▶ **Given passage**

Millicode The G5 microprocessor implements 284 ESA/390 instructions totally in hardware. Millicode is used to implement the remainder of the ESA/390 instructions that are either more complex or relatively infrequently used and therefore do not warrant a hardware implementation. The millicode instruction set consists of all the ESA/390 hardware instructions plus 102 instructions that only millicode can use. Executing a complex ESA/390 instruction is like executing a hardwired subroutine call. The I unit detects at decode time that millicode will be required to execute an instruction. Processor hardware then sets up certain working registers that millicode will need later. This setup is optimized for different types of instructions, to minimize the amount of millicode processing necessary. Finally, the processor’s instruction address is changed to point to the starting address for the required

.

▶ **Supplied data**
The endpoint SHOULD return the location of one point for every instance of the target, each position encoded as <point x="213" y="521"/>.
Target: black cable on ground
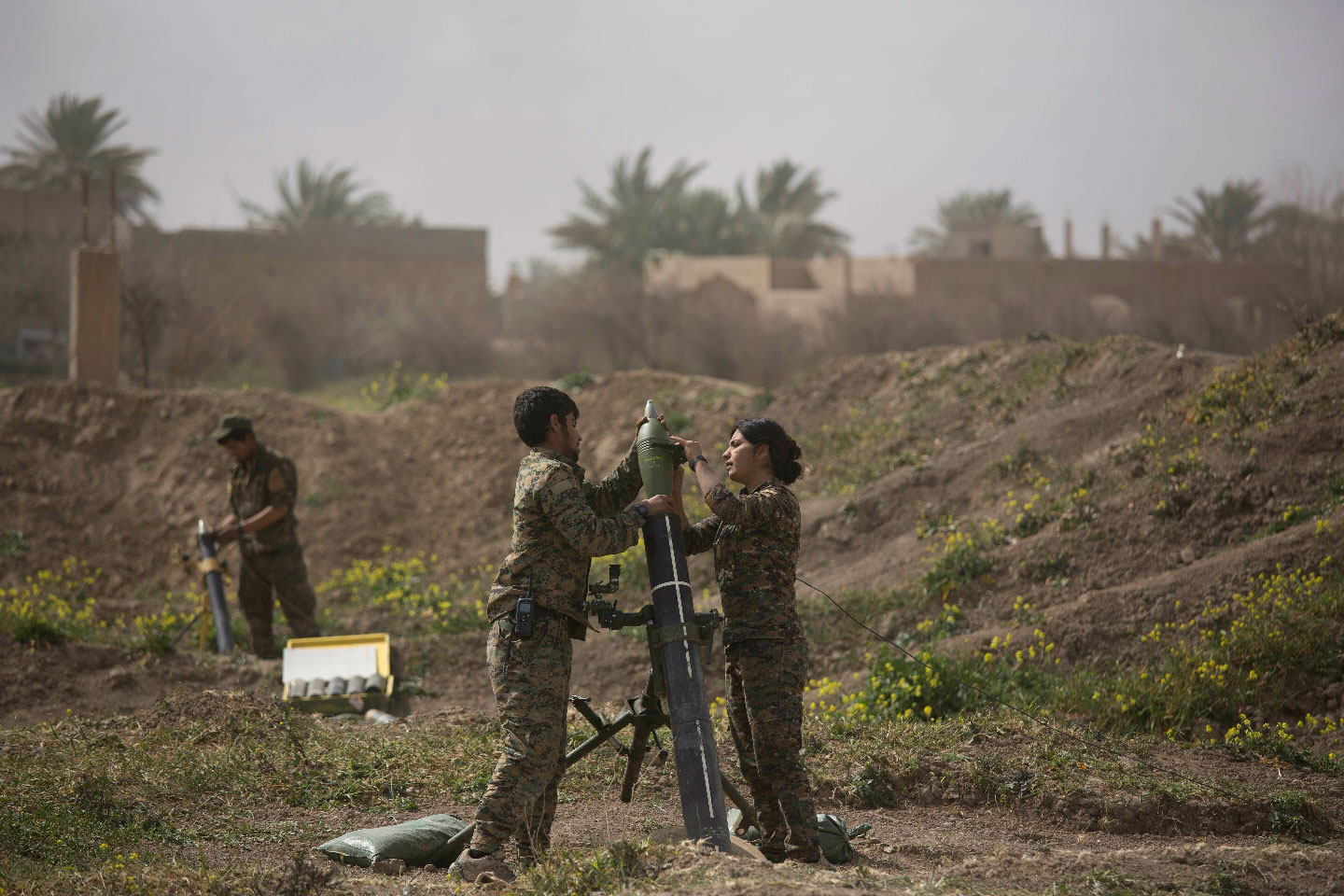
<point x="1023" y="712"/>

▶ **Your tasks**
a) State whether each statement agrees with the millicode passage, answering yes or no and quoting the words of the passage that decide it.
(i) The G5 microprocessor implements 284 ESA/390 instructions entirely in hardware.
(ii) The millicode instruction set excludes the ESA/390 hardware instructions.
(iii) The I unit determines at execution time that millicode will be needed for an instruction.
b) Resume the millicode passage from the point at which it stops.
The material plays no role here.

▶ **Results in order**
a)
(i) Yes: "The G5 microprocessor implements 284 ESA/390 instructions totally in hardware."
(ii) No: "The millicode instruction set consists of all the ESA/390 hardware instructions plus 102 instructions that only millicode can use."
(iii) No: "The I unit detects at decode time that millicode will be required to execute an instruction."

b)
millicode routine. From then on, the processor is said to be executing in millimode—a highly privileged mode of operation in which millicode can essentially do anything it wants to the processor and the system. When in millimode, the processor fetches and executes instructions just as it would in normal ESA/390 mode. When the millicode routine has completed, it executes an instruction that is similar to a hardwired subroutine return. This exits millimode, putting the processor back in ESA/390 mode, and restores the instruction address to point to the next ESA/390 instruction. The ESA/390 program is not aware that any of this has occurred; it just appears as if its next instruction has been executed. Obviously, if an ESA/390 program tries to execute an instruction that is only valid in millimode, the hardware will cause a program exception that will prevent it from executing. When the processor is executing in millimode, the millicode has complete read/write access to all R unit registers. To reduce the number of clock cycles required when entering and leaving millimode, the millicode uses a completely different set of general registers and access registers from those normally used for ESA/390 programs. Besides executing the complex S/390 instructions, millicode also performs various service functions. These include logging data associated with any hardware errors that may have occurred, scrubbing memory for correctable errors, supporting operator console functions, and controlling low-level I/O operations.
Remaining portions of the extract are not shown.